◆ **THE REQUEST**
Rewrite the listing below, substituting "Locate" for every "Mark" and leaving everything else unchanged.

— BEGIN RECORDS SUPPLIED —

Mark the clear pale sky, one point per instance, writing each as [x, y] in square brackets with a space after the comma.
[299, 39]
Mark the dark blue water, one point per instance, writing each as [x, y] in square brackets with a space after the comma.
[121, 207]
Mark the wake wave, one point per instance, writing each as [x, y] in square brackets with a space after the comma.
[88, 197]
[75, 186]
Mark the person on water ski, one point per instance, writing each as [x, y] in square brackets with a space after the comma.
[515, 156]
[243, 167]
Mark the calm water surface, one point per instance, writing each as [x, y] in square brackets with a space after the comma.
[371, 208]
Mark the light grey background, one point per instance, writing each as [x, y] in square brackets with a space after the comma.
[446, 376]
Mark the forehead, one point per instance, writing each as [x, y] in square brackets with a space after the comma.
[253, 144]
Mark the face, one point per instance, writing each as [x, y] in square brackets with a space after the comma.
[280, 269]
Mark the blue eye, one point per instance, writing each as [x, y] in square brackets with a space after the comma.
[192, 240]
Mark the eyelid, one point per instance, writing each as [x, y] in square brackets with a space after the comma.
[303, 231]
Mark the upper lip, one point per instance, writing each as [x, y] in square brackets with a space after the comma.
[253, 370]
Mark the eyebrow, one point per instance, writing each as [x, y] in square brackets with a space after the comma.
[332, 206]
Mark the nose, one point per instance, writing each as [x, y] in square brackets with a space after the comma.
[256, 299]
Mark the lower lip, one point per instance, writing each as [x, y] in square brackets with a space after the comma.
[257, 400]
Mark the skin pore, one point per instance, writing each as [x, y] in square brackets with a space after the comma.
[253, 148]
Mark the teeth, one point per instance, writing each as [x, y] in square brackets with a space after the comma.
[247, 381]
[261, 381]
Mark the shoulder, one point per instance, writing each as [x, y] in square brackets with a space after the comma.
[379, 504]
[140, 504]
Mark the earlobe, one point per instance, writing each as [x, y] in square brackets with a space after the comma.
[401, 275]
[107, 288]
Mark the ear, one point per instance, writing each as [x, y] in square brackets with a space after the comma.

— END RECORDS SUPPLIED —

◆ **RESPONSE**
Locate the clear pale sky, one point per instance, writing each as [x, y] in square brackets with a space after the comma.
[299, 39]
Locate the dark blue water, one point per instance, writing each as [x, y] in square brackets with a space after the comma.
[121, 207]
Locate the wake wave, one point per instance, writing each as [x, y] in square brackets with a space after the comma.
[88, 197]
[75, 186]
Locate the person on water ski, one point per instance, writing each as [x, y] in square brackets with a space after the comma.
[515, 156]
[243, 167]
Locate the calm water surface, one point per instance, writing each as [x, y] in square brackets with a space after the comma.
[371, 208]
Locate the light grey background, one point per instance, writing each as [x, y] in square brackets with a space after the comma.
[446, 376]
Locate the forehead, one point per instance, writing each as [x, y] in square brackets with a space after the comma.
[253, 144]
Locate the face, one point per instance, writing each as [x, y] in square brackets with a space after the comma.
[280, 269]
Locate the blue eye, one point per instance, writing each as [x, y] in square brackets with a space after the comma.
[192, 240]
Locate the eyelid, one point per instance, writing each as [x, y] in square brackets with a space after the comma.
[303, 231]
Locate the upper lip, one point per instance, writing each as [x, y] in square brackets with a space after the comma.
[253, 370]
Locate the eyebrow, one point per instance, writing each as [x, y] in square brackets with a space after the comma.
[332, 206]
Locate the nose, one point per instance, writing each as [x, y] in square brackets with a space after the comma.
[256, 299]
Locate the lower lip, one point per instance, writing each as [x, y] in square brackets with a space after the comma.
[257, 400]
Locate the skin pore, one point per instance, writing each as [x, y] in square brackets with a space after the comma.
[253, 148]
Locate the teeth, one point per instance, writing each as [x, y] in square brackets with a space after the comma.
[247, 381]
[261, 381]
Locate the shoulder, one point per instance, writing each as [x, y] in square brackets with a space after the comma.
[379, 504]
[140, 504]
Locate the earlobe, one point per instance, writing each as [x, y] in square brackets with a space after the comma.
[401, 275]
[107, 288]
Locate the ear, one point per instance, writing each as [x, y] in square brackets with a space after the comma.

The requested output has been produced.